---------- Information shown ----------

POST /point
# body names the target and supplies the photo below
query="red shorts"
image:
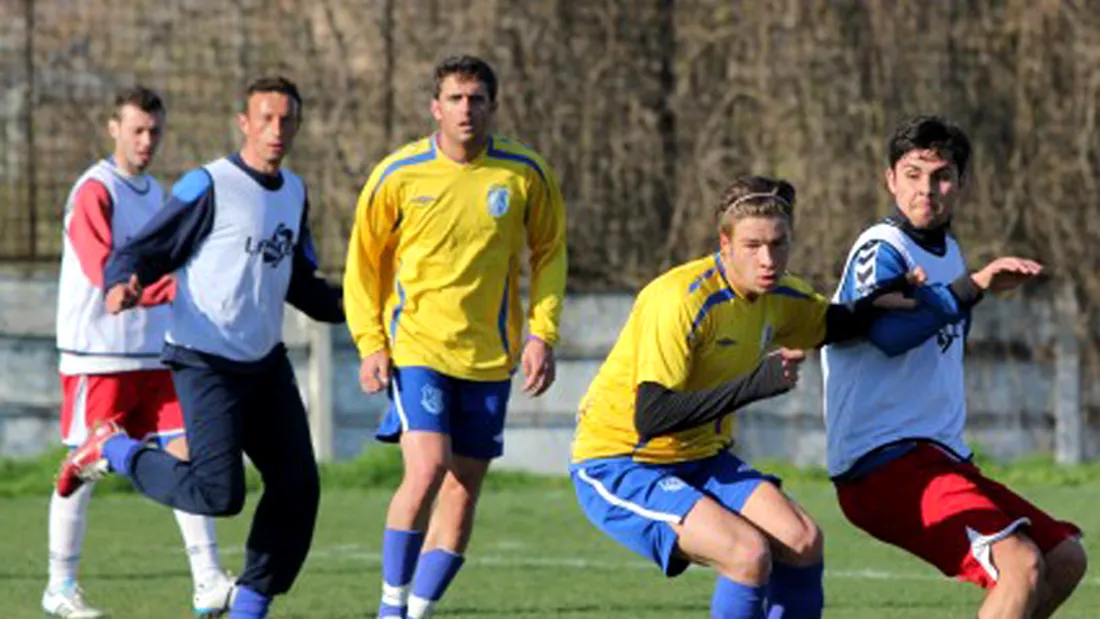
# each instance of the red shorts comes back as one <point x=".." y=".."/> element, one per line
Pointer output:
<point x="946" y="512"/>
<point x="143" y="402"/>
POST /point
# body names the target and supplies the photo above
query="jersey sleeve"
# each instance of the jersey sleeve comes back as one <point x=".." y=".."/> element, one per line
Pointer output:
<point x="169" y="238"/>
<point x="662" y="336"/>
<point x="89" y="229"/>
<point x="369" y="262"/>
<point x="546" y="236"/>
<point x="876" y="264"/>
<point x="307" y="290"/>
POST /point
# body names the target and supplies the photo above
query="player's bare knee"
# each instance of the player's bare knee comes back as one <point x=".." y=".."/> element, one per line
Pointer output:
<point x="746" y="557"/>
<point x="1018" y="557"/>
<point x="1066" y="565"/>
<point x="424" y="476"/>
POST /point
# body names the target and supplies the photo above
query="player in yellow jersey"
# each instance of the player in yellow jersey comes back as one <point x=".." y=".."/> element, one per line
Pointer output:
<point x="651" y="464"/>
<point x="432" y="297"/>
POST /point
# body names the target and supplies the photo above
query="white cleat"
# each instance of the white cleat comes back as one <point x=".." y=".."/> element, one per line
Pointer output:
<point x="213" y="596"/>
<point x="67" y="600"/>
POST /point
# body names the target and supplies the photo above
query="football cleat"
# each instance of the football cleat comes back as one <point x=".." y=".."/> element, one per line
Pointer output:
<point x="213" y="596"/>
<point x="86" y="463"/>
<point x="67" y="600"/>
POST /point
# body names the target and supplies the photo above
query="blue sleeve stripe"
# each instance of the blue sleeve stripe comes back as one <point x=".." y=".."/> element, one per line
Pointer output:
<point x="193" y="186"/>
<point x="498" y="154"/>
<point x="699" y="280"/>
<point x="717" y="298"/>
<point x="888" y="263"/>
<point x="871" y="264"/>
<point x="410" y="161"/>
<point x="788" y="291"/>
<point x="397" y="313"/>
<point x="306" y="238"/>
<point x="502" y="317"/>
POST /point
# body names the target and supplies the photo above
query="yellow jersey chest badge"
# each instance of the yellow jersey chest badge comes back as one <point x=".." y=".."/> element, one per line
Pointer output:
<point x="766" y="338"/>
<point x="498" y="198"/>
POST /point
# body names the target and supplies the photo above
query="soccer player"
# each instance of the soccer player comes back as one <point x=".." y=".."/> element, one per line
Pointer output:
<point x="432" y="295"/>
<point x="895" y="401"/>
<point x="235" y="233"/>
<point x="110" y="368"/>
<point x="651" y="460"/>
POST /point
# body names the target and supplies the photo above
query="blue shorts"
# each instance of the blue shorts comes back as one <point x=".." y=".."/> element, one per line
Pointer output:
<point x="470" y="411"/>
<point x="635" y="504"/>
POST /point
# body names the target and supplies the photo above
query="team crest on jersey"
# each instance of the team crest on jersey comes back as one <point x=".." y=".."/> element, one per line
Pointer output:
<point x="766" y="336"/>
<point x="273" y="250"/>
<point x="498" y="198"/>
<point x="431" y="399"/>
<point x="671" y="484"/>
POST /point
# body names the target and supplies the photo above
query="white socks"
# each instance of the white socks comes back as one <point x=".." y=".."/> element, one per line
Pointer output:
<point x="420" y="608"/>
<point x="67" y="520"/>
<point x="201" y="545"/>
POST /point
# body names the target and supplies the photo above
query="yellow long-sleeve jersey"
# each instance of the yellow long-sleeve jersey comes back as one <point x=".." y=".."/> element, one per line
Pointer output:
<point x="432" y="269"/>
<point x="690" y="330"/>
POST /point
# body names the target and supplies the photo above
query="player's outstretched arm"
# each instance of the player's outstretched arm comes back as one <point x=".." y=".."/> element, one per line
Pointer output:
<point x="659" y="410"/>
<point x="308" y="291"/>
<point x="895" y="333"/>
<point x="546" y="236"/>
<point x="367" y="271"/>
<point x="165" y="242"/>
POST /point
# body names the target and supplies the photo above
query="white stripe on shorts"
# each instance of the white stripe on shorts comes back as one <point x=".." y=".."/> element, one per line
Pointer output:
<point x="603" y="492"/>
<point x="981" y="546"/>
<point x="397" y="404"/>
<point x="78" y="424"/>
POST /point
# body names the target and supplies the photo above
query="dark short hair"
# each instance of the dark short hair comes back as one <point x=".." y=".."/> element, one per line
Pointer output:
<point x="272" y="84"/>
<point x="140" y="97"/>
<point x="470" y="67"/>
<point x="930" y="133"/>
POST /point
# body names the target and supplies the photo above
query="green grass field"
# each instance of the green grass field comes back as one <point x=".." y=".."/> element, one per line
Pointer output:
<point x="532" y="555"/>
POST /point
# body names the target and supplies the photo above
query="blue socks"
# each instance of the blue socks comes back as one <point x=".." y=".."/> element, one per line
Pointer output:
<point x="735" y="600"/>
<point x="119" y="452"/>
<point x="435" y="573"/>
<point x="399" y="553"/>
<point x="249" y="605"/>
<point x="795" y="593"/>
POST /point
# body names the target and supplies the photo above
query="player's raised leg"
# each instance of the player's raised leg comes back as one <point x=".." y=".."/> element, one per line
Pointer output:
<point x="419" y="419"/>
<point x="713" y="535"/>
<point x="1019" y="565"/>
<point x="795" y="589"/>
<point x="212" y="587"/>
<point x="278" y="443"/>
<point x="449" y="533"/>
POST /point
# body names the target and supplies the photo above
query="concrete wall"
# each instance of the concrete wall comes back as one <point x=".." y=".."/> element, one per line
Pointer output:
<point x="1011" y="384"/>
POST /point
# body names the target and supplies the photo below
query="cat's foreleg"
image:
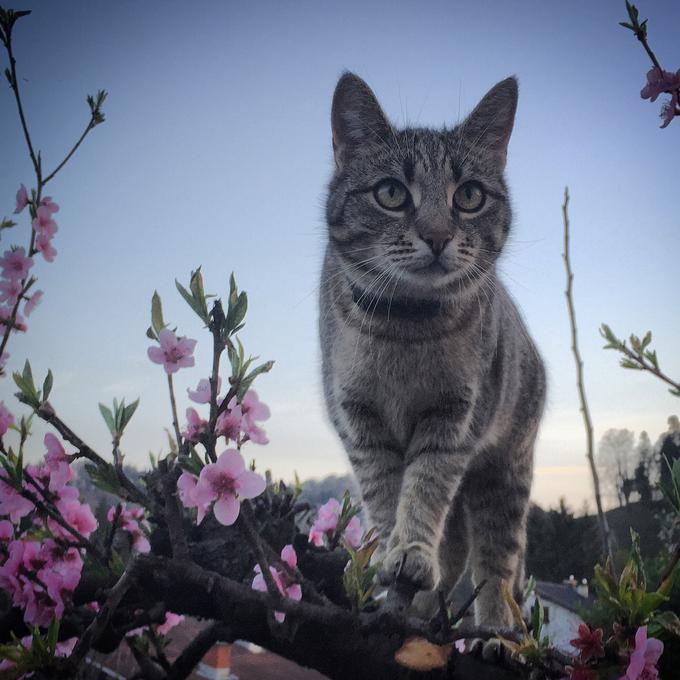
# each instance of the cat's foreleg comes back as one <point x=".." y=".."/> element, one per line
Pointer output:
<point x="376" y="461"/>
<point x="498" y="504"/>
<point x="435" y="463"/>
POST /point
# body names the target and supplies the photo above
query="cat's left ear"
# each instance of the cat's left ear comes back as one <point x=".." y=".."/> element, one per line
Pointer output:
<point x="490" y="124"/>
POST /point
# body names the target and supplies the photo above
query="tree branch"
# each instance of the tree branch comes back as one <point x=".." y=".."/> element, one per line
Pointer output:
<point x="602" y="519"/>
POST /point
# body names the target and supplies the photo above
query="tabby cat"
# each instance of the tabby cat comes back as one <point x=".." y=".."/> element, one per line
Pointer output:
<point x="430" y="377"/>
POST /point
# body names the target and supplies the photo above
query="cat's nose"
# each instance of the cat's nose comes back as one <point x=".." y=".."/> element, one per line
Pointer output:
<point x="437" y="241"/>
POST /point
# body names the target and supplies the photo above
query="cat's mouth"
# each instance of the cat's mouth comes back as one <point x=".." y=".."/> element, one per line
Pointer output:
<point x="434" y="268"/>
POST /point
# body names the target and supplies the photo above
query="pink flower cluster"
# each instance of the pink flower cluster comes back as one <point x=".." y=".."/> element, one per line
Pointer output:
<point x="62" y="649"/>
<point x="174" y="353"/>
<point x="45" y="228"/>
<point x="658" y="82"/>
<point x="287" y="587"/>
<point x="238" y="423"/>
<point x="15" y="263"/>
<point x="220" y="486"/>
<point x="327" y="521"/>
<point x="14" y="268"/>
<point x="132" y="521"/>
<point x="41" y="575"/>
<point x="643" y="659"/>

----------

Goal: Could you reproduce every record above exactly, leaving out the pictures?

Answer:
POST /point
# body names the target and supplies the photo below
query="red shorts"
image:
# each instance of the red shorts comes back as one <point x=".." y=".."/> element, one per line
Pointer output:
<point x="946" y="512"/>
<point x="143" y="402"/>
POST /point
# body names the target and supplies the photo above
query="jersey sleeve"
# each instance of the jersey sleeve comes back as one <point x=".." y=".."/> element, one per line
Pointer output:
<point x="169" y="238"/>
<point x="662" y="336"/>
<point x="89" y="229"/>
<point x="369" y="262"/>
<point x="546" y="236"/>
<point x="876" y="264"/>
<point x="307" y="290"/>
POST /point
# body names the target and supplies the photo above
query="player's bare knee"
# each instance of the player's bare knee comes back as one <point x=".." y=".."/> element, one per line
Pointer output:
<point x="746" y="557"/>
<point x="1018" y="557"/>
<point x="1066" y="565"/>
<point x="424" y="476"/>
POST /point
# body names the target and supplies the photo above
query="player in yellow jersey"
# each instance of the player in yellow jersey comes back as one <point x=".." y=".."/> element, one per line
Pointer output:
<point x="651" y="464"/>
<point x="432" y="297"/>
POST /point
# body names the target and supplies the photo above
query="white cleat"
# each instance of the white cleat comes back as one <point x=".." y=".."/> element, one per line
Pointer output:
<point x="213" y="596"/>
<point x="67" y="600"/>
POST /point
# body names the target and supplies the photo above
query="football cleat"
# each instance of the football cleat comes back as one <point x=".." y=".."/> element, one per line
Pointer output:
<point x="213" y="596"/>
<point x="86" y="463"/>
<point x="67" y="600"/>
POST /point
# body names the target and supplies the photo above
query="blue sleeve stripe"
# each instance of the blue sleeve stripe comes back as one <point x=".." y=".."/> element, one per line
Pointer output:
<point x="193" y="186"/>
<point x="498" y="154"/>
<point x="699" y="280"/>
<point x="717" y="298"/>
<point x="888" y="263"/>
<point x="871" y="264"/>
<point x="410" y="161"/>
<point x="788" y="291"/>
<point x="397" y="313"/>
<point x="306" y="238"/>
<point x="502" y="317"/>
POST /point
# body names the target and supplies the photo above
query="yellow jersey chest badge"
# each instance of the yellow jersey chest badge comes back as one <point x=".." y=".."/> element, one per line
Pointer output:
<point x="766" y="338"/>
<point x="498" y="198"/>
POST /point
# body names the target and supplies the photo above
query="soccer player"
# each instance of the soccer player comes back as one <point x=".." y=".."/> element, one per line
Pointer output:
<point x="432" y="295"/>
<point x="895" y="401"/>
<point x="235" y="233"/>
<point x="110" y="368"/>
<point x="651" y="460"/>
POST /point
# body names the target and supplies the photo above
query="blue shorts"
# each instance of the blue shorts comes back as one <point x=".." y=".."/> element, one per line
Pointer output:
<point x="470" y="411"/>
<point x="635" y="504"/>
POST /point
# body names the target and supplies the photo above
query="team crest on jersey"
# each instance of the team crest on jersey comes back as one <point x=".." y=".."/> element, one per line
Pointer output:
<point x="766" y="336"/>
<point x="273" y="250"/>
<point x="498" y="198"/>
<point x="431" y="399"/>
<point x="671" y="484"/>
POST /point
# body names the target and supplies the photo above
query="white socks"
# each instance of the white socks comes back as one <point x=".." y=".."/> element, one per line
Pointer output:
<point x="420" y="608"/>
<point x="67" y="520"/>
<point x="201" y="545"/>
POST /point
# body names the target and supplies the photo above
query="yellow long-sleeve jersey"
# each instance of the yellow long-sleeve jersey comes back as one <point x=".." y=".."/> element, one per line
Pointer output:
<point x="432" y="269"/>
<point x="690" y="330"/>
POST /point
# body names the target and supplies the photo above
query="player's outstretched arm"
# each instance of the player's outstretched arm comes back as one <point x=".." y=".."/> element, one per line
Pointer output:
<point x="659" y="410"/>
<point x="308" y="291"/>
<point x="895" y="333"/>
<point x="546" y="236"/>
<point x="367" y="271"/>
<point x="165" y="242"/>
POST /point
# body names the target and supplies the photo above
query="white stripe on shorts"
# each instance of the white stripe on shorts comes back as one <point x=".." y=".."/> element, one per line
Pointer output:
<point x="603" y="492"/>
<point x="981" y="546"/>
<point x="397" y="404"/>
<point x="78" y="424"/>
POST /point
# body names the target and supplies the photo above
query="dark short hair"
# each instance of the dark short hair comes back as one <point x=".." y=".."/> element, one per line
Pointer output:
<point x="272" y="84"/>
<point x="140" y="97"/>
<point x="470" y="67"/>
<point x="930" y="133"/>
POST /point
# body names the target and supplies the photo above
query="green grass field"
# each instance of the green grass field comes back as one <point x=".." y=".."/> element, one per line
Pointer output:
<point x="532" y="555"/>
POST /point
# body names the target and supplies the photo above
query="blue socks"
# each instance of the blue socks comes back as one <point x=".." y=".."/> element, one per line
Pointer output:
<point x="735" y="600"/>
<point x="119" y="452"/>
<point x="435" y="573"/>
<point x="399" y="553"/>
<point x="249" y="605"/>
<point x="795" y="593"/>
POST /point
# body names the target and supplies the photo above
query="player's raised leg"
# each instance of the player's raised leg comes back as one <point x=".." y=".."/> element, one per line
Pointer output:
<point x="419" y="419"/>
<point x="713" y="535"/>
<point x="1019" y="565"/>
<point x="795" y="589"/>
<point x="212" y="587"/>
<point x="278" y="443"/>
<point x="449" y="533"/>
POST /point
# body names the target and supplies the photo above
query="concrete wall"
# each instance of the concrete wall comes back as one <point x=".." y=".."/> element, one per line
Pointer output:
<point x="1011" y="384"/>
POST /point
# body names the target and supplies the photo below
query="cat's foreleg"
image:
# each instance of the cat's foreleg comes back as one <point x=".." y=".."/> element, one per line
Pointer output:
<point x="376" y="461"/>
<point x="498" y="504"/>
<point x="435" y="463"/>
POST /point
# body names the target and supplies the photo above
query="cat's left ear"
# each instance of the cat's left ear comes back as one <point x=".." y=".."/> element, one per line
Pointer output:
<point x="490" y="124"/>
POST /point
# body names the target and supplies the photo above
query="tree branch"
# each instance of the tree branch comes back as one <point x=".." y=".."/> element, one per line
Pointer output:
<point x="602" y="519"/>
POST /point
# body names the target and supplies the photo above
query="tabby cat"
# each instance of the tabby cat comes back as one <point x=".." y=".."/> element, one per line
Pointer output:
<point x="430" y="377"/>
POST /point
# body names the target and supplies the photo above
query="cat's nose"
# each instance of the cat's nose comes back as one <point x=".." y=".."/> element, one per line
Pointer output:
<point x="437" y="241"/>
POST /point
# body names the target and supplies the photo above
query="cat's mouth"
# each instance of the cat's mouth comes back as one <point x=".." y=".."/> element, one per line
Pointer output:
<point x="434" y="268"/>
POST /point
# body names the target and supplies the photo above
query="pink flower cluster"
# each instance of the pink flower cluster comes back as one <point x=".." y=".."/> element, one per line
Pointer output:
<point x="62" y="649"/>
<point x="174" y="353"/>
<point x="45" y="228"/>
<point x="658" y="82"/>
<point x="287" y="587"/>
<point x="238" y="423"/>
<point x="15" y="263"/>
<point x="220" y="486"/>
<point x="327" y="521"/>
<point x="14" y="268"/>
<point x="132" y="521"/>
<point x="41" y="575"/>
<point x="643" y="659"/>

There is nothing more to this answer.